**GIVEN INFORMATION**
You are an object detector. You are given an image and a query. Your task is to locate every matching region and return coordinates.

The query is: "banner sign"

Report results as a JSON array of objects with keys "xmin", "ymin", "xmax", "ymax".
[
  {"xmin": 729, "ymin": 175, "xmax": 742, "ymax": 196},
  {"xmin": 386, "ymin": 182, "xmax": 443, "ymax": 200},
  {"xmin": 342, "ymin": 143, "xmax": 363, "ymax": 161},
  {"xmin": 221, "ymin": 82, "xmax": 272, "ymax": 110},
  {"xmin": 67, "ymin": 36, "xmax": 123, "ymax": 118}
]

**EXERCISE DESCRIPTION**
Filter the records above, keeping each line that contains the word "query".

**TASK RESULT**
You are an object detector. You are given an image and a query. Your task is to locate every matching region and return coordinates.
The query is: "banner sign"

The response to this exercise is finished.